| EXERCISE |
The expected result is every line of the records, printed exactly.
========
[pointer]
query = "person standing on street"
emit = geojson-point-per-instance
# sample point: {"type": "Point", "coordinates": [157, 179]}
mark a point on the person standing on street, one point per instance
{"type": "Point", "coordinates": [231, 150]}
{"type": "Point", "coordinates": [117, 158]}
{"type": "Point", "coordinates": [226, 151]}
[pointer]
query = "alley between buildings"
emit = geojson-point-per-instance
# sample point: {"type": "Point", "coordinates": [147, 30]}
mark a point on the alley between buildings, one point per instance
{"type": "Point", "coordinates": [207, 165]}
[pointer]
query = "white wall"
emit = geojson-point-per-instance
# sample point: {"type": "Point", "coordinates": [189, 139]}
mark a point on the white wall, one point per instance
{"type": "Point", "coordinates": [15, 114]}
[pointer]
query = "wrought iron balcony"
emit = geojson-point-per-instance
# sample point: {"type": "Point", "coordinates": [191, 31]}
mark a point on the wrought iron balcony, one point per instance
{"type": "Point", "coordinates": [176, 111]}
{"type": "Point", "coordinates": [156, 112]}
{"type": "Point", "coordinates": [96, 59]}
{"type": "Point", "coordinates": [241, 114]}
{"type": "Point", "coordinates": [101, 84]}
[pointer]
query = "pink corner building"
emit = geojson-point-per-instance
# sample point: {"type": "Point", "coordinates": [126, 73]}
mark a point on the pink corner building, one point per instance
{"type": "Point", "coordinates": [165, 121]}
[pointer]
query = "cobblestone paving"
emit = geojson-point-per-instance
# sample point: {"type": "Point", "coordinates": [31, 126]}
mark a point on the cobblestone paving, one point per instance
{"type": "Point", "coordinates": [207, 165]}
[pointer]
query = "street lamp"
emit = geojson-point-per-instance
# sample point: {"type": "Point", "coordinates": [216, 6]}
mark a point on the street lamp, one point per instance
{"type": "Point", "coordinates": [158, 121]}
========
| RESULT OF THIS TASK |
[pointer]
query = "person standing on street"
emit = geojson-point-per-instance
# sample point: {"type": "Point", "coordinates": [157, 179]}
mark a point on the person standing on street, one point per instance
{"type": "Point", "coordinates": [231, 150]}
{"type": "Point", "coordinates": [117, 158]}
{"type": "Point", "coordinates": [226, 151]}
[pointer]
query = "alley between buildings"
emit = geojson-point-per-instance
# sample point: {"type": "Point", "coordinates": [147, 30]}
mark a point on the alley between buildings, one point per instance
{"type": "Point", "coordinates": [207, 165]}
[pointer]
query = "white wall"
emit = geojson-point-per-instance
# sample point: {"type": "Point", "coordinates": [189, 139]}
mark a point on the white wall, one point per instance
{"type": "Point", "coordinates": [15, 114]}
[pointer]
query = "wrought iron balcony"
emit = geojson-point-per-instance
# sample point: {"type": "Point", "coordinates": [191, 31]}
mark a point on the wrought iron balcony, one point per instance
{"type": "Point", "coordinates": [176, 111]}
{"type": "Point", "coordinates": [156, 112]}
{"type": "Point", "coordinates": [96, 59]}
{"type": "Point", "coordinates": [241, 114]}
{"type": "Point", "coordinates": [101, 84]}
[pointer]
query = "pink corner building"
emit = geojson-point-per-instance
# sample point: {"type": "Point", "coordinates": [126, 73]}
mark a point on the pink corner building, one point per instance
{"type": "Point", "coordinates": [165, 121]}
[pointer]
query = "cobblestone paving"
emit = geojson-point-per-instance
# sample point: {"type": "Point", "coordinates": [31, 126]}
mark a point on the cobblestone paving, one point per instance
{"type": "Point", "coordinates": [207, 165]}
[pointer]
query = "street lamp"
emit = geojson-point-per-instance
# sample point: {"type": "Point", "coordinates": [216, 6]}
mark a point on the street lamp, one point per instance
{"type": "Point", "coordinates": [158, 121]}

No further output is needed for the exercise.